Data items
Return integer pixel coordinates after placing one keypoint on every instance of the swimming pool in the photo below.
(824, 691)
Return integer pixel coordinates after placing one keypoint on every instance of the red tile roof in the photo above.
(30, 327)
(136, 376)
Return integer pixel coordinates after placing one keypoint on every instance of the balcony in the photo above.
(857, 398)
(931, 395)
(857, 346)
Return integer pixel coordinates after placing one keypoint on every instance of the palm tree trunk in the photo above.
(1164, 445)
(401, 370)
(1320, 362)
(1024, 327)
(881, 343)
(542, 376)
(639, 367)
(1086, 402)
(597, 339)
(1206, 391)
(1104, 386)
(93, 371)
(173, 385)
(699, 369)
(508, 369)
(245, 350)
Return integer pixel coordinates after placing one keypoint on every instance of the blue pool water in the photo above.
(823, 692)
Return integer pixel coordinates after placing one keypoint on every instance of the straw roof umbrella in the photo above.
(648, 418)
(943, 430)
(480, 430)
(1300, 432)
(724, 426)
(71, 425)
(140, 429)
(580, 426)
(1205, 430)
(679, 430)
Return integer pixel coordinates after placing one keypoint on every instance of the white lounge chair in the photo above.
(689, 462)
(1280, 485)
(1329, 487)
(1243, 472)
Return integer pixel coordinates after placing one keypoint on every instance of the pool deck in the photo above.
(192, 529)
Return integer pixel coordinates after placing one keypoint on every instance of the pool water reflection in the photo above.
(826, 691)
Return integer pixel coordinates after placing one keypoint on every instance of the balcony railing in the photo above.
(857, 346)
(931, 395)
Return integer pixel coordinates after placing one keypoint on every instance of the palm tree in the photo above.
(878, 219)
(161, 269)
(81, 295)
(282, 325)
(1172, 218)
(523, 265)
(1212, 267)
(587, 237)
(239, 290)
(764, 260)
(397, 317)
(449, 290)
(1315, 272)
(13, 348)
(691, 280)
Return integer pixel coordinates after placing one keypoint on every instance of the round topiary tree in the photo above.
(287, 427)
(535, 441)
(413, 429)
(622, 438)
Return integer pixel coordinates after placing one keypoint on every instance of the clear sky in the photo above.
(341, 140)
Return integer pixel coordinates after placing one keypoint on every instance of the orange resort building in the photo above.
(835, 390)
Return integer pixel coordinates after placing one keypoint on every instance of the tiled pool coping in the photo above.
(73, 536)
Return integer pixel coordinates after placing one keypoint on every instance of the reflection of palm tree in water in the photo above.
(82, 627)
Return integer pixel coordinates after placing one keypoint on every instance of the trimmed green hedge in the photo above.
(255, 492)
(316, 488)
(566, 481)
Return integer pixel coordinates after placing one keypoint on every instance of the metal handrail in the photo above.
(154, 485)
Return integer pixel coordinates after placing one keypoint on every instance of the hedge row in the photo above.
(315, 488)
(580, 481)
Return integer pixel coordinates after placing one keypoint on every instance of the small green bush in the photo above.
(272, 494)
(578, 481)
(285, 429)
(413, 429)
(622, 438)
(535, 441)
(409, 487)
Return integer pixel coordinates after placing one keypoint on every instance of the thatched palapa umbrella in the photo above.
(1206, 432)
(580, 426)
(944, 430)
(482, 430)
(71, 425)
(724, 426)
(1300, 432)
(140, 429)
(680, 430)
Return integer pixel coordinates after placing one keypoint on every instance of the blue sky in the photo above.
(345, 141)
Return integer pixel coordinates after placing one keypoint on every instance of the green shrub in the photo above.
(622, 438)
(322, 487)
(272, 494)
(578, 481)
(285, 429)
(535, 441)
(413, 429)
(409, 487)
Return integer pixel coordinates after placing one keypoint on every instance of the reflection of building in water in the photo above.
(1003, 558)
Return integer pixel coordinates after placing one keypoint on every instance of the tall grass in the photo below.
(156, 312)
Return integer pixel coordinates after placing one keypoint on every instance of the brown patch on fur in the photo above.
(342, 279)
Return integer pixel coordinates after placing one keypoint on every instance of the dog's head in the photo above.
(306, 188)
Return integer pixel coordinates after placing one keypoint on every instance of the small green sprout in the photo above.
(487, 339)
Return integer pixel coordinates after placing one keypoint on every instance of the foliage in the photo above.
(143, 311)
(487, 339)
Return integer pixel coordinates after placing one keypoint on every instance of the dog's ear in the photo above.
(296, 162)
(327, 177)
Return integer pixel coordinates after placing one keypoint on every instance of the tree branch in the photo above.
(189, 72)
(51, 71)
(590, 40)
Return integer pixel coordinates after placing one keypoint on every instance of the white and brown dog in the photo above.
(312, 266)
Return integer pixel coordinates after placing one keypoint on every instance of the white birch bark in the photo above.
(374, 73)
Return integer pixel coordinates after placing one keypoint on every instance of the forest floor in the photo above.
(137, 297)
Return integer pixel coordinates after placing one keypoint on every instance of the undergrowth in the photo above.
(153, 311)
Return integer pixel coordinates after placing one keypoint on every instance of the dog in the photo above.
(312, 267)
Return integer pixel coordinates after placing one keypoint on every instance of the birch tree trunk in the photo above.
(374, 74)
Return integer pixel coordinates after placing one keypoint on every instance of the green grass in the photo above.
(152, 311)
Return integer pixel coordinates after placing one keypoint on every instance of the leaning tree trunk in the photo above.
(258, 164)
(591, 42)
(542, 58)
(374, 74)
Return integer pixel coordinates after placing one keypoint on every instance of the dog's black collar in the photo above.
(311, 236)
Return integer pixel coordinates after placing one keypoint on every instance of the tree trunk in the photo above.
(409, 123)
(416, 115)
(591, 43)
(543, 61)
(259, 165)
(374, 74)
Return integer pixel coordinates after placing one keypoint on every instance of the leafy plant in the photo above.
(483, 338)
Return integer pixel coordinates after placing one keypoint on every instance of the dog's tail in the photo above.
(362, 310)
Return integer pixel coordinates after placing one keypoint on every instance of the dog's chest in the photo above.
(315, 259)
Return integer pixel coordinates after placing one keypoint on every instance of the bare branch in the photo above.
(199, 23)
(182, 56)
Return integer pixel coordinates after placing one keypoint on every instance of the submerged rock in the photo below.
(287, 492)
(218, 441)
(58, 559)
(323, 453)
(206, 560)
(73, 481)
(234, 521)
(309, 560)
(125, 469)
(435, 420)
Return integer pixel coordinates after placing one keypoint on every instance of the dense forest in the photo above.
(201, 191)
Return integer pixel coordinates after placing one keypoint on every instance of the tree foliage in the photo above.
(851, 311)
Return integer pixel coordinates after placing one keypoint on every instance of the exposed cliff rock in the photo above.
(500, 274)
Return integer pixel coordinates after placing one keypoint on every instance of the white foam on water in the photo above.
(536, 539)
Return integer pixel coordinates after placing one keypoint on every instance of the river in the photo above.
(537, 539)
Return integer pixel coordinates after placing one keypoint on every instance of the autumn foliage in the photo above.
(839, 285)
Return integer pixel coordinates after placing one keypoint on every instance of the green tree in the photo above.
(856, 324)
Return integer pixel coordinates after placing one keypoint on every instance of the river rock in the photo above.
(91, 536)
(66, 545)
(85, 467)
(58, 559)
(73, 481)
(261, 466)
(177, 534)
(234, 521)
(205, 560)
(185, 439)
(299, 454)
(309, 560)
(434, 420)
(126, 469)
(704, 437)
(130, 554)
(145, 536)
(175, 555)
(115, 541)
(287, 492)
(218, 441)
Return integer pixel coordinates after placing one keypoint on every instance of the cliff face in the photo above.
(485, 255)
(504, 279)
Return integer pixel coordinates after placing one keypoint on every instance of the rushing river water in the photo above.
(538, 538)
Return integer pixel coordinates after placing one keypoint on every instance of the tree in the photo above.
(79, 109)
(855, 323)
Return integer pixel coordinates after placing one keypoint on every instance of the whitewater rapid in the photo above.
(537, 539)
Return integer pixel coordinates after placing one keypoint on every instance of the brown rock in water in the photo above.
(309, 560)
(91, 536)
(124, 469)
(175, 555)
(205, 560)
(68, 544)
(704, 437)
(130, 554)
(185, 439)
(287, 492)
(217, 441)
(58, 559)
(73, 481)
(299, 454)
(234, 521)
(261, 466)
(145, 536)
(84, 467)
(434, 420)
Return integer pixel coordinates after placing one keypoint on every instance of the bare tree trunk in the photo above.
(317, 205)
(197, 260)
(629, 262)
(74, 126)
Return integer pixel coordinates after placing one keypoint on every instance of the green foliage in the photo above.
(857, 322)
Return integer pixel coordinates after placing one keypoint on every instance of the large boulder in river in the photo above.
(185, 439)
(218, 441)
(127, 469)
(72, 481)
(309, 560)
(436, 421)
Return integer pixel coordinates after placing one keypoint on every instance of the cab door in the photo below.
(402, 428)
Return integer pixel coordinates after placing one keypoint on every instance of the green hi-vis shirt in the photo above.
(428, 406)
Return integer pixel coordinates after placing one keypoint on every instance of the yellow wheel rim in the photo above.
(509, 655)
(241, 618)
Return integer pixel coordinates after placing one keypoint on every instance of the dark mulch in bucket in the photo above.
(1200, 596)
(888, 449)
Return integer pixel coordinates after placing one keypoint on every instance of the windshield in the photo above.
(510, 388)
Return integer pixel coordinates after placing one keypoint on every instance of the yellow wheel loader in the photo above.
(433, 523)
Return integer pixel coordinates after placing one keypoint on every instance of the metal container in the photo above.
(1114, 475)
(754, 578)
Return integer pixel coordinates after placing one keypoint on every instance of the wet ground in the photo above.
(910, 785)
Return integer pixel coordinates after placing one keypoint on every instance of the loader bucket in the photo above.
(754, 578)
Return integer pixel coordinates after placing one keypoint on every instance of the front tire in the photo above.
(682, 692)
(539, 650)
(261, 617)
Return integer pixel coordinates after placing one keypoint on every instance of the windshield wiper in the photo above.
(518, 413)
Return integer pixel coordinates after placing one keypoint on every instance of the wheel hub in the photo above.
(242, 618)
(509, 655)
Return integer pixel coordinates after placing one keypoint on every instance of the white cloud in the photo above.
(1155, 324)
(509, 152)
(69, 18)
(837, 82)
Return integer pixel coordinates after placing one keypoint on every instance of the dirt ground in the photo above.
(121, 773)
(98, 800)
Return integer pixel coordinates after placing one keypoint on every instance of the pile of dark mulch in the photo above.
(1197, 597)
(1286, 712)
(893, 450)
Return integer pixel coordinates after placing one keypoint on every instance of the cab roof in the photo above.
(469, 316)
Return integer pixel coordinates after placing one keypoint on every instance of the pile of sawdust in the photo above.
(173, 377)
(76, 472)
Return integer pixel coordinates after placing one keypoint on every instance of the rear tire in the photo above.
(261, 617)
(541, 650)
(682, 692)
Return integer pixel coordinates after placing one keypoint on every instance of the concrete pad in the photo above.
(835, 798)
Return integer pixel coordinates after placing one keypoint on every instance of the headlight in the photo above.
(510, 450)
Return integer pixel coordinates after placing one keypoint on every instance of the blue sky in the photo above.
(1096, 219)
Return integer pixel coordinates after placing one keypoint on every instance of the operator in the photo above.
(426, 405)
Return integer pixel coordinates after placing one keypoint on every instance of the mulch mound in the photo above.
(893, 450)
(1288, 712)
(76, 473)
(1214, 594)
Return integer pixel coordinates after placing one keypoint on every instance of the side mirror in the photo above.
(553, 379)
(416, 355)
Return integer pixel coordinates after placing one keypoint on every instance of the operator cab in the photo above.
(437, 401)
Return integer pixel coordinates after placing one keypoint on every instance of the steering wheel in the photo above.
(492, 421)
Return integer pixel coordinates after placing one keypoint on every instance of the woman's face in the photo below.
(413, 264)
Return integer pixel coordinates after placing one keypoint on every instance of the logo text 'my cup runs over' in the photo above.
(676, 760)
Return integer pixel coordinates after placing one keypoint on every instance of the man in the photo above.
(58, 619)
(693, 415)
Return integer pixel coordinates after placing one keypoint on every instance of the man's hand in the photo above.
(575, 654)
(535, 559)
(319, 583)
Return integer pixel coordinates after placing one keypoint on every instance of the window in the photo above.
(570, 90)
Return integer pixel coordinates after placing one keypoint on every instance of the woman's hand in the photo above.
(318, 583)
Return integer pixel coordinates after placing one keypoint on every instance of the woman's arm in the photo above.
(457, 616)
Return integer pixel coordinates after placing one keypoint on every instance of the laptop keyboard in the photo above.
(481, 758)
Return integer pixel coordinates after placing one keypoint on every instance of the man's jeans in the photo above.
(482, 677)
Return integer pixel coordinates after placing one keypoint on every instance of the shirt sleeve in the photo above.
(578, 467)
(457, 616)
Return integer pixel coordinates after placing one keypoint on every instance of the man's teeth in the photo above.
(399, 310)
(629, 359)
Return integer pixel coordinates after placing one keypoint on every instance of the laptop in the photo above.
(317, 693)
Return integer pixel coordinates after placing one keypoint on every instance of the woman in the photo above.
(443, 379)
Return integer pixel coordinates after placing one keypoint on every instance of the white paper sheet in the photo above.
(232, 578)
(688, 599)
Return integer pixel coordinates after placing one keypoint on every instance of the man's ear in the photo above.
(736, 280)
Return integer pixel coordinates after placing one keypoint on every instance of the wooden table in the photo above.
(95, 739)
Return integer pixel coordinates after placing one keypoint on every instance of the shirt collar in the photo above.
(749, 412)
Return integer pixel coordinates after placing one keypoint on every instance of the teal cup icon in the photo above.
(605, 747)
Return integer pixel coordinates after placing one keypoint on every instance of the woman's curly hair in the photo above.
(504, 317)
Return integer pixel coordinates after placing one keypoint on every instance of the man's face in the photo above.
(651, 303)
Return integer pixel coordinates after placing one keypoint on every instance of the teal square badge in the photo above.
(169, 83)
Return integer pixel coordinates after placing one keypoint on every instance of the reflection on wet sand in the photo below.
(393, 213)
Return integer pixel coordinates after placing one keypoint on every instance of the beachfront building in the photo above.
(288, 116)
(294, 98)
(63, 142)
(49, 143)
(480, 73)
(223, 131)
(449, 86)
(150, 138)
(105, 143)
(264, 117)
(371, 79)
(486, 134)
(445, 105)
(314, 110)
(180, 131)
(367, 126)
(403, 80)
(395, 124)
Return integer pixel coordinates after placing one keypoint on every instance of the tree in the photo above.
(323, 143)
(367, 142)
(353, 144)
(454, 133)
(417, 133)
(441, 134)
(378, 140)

▶ PROBLEM REQUIREMENTS
Put every line from the one containing "icon in the photo above." through the end of the data items into a numbered list, leaving out blank lines.

▶ TASK SOLUTION
1. Return integer pixel coordinates after placing one keypoint on every instance of the teal cup icon in the photo above.
2. (605, 747)
3. Return integer pixel coordinates after placing one keypoint on every instance of the woman's curly hair in the photo above.
4. (504, 317)
5. Return integer pixel coordinates after placing one keypoint on every instance of the man's face in the photo above.
6. (651, 303)
7. Return integer pixel coordinates after placing one keypoint on every instance of the teal square badge in the photo above.
8. (169, 83)
9. Return integer pixel coordinates after placing one keypoint on every instance of the reflection on wet sand in the photo below.
10. (393, 213)
11. Return integer pixel coordinates after placing one keypoint on every instance of the beachfront building in the photo above.
12. (288, 116)
13. (294, 98)
14. (63, 142)
15. (49, 143)
16. (480, 73)
17. (223, 131)
18. (449, 86)
19. (150, 138)
20. (105, 143)
21. (264, 117)
22. (371, 79)
23. (486, 134)
24. (445, 105)
25. (314, 110)
26. (180, 131)
27. (367, 126)
28. (403, 80)
29. (395, 124)
30. Return integer pixel coordinates after placing one keypoint on every instance of the tree in the photo above.
31. (323, 143)
32. (367, 142)
33. (353, 144)
34. (454, 133)
35. (417, 133)
36. (441, 134)
37. (378, 140)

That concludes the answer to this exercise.